[Box annotations for photos]
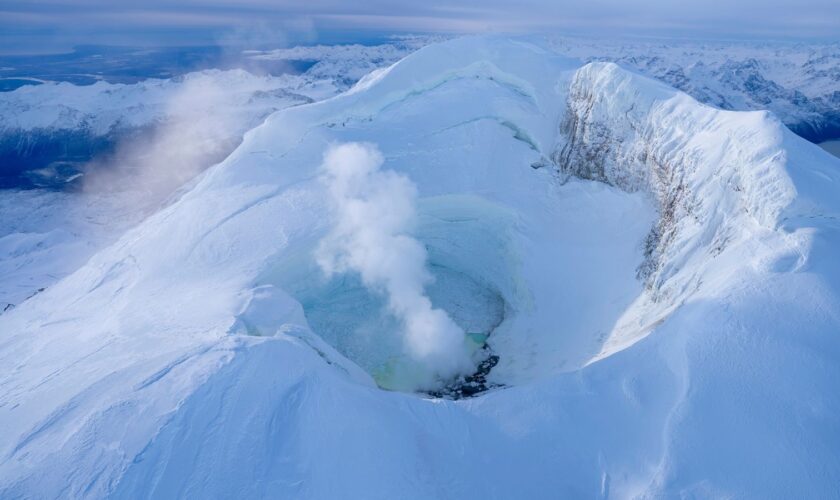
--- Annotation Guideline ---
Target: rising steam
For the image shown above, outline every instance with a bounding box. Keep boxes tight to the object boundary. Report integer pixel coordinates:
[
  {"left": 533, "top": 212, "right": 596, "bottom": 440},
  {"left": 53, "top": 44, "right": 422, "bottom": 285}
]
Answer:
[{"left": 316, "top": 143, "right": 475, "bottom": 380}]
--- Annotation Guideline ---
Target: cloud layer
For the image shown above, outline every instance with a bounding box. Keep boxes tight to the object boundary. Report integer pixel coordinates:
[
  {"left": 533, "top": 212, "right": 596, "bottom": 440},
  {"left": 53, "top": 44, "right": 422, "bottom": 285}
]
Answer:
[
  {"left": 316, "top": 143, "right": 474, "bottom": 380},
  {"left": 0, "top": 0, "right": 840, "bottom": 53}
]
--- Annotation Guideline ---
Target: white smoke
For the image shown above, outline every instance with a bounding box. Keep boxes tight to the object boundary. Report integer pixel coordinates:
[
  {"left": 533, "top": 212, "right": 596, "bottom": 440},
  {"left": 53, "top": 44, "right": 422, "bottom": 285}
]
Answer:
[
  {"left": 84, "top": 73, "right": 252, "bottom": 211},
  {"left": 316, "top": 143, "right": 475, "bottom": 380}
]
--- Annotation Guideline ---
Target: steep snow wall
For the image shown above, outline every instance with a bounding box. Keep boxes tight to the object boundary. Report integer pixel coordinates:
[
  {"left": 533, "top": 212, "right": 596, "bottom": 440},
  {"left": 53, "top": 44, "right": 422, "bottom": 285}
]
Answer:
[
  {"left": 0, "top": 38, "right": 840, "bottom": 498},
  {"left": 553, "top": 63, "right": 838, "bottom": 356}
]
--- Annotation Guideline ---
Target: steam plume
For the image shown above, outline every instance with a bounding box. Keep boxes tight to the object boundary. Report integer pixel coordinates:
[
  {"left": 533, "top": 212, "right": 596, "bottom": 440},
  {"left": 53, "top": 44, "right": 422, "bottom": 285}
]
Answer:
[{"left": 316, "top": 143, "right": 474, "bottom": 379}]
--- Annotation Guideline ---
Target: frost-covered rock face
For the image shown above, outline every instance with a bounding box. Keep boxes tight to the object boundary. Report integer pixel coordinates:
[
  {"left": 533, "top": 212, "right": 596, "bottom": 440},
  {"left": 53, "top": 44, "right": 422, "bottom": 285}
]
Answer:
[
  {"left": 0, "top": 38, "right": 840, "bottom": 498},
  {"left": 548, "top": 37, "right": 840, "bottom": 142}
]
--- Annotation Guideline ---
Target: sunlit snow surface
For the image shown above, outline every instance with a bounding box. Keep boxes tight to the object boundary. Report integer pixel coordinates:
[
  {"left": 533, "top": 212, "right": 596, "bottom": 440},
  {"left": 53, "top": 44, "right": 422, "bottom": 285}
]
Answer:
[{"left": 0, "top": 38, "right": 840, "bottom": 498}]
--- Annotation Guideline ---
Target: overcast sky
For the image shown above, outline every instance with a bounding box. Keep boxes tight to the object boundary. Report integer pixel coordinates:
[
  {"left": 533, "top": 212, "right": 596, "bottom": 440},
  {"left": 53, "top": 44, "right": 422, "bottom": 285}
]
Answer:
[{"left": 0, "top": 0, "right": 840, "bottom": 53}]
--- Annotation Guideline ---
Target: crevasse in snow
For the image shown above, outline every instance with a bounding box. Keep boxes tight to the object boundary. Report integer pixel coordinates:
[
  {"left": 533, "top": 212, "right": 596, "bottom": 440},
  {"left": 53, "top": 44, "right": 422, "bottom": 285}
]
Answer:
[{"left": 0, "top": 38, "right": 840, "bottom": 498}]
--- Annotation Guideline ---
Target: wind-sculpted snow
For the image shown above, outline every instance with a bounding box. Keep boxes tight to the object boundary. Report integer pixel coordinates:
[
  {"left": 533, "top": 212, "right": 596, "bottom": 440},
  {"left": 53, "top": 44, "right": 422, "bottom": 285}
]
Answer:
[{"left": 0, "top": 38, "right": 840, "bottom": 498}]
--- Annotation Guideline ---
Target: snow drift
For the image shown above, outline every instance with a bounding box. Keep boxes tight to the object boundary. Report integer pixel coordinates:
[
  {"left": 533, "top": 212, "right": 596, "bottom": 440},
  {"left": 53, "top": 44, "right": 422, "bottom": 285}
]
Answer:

Task prompt -> Copy out every line of the items above that contains the string "Target".

Expected output ->
Target: rising steam
Target: cloud layer
Target: white smoke
Target: steep snow wall
Target: steam plume
Target: frost-covered rock face
Target: sunlit snow surface
Target: overcast sky
Target: crevasse in snow
Target: wind-sculpted snow
Target: snow drift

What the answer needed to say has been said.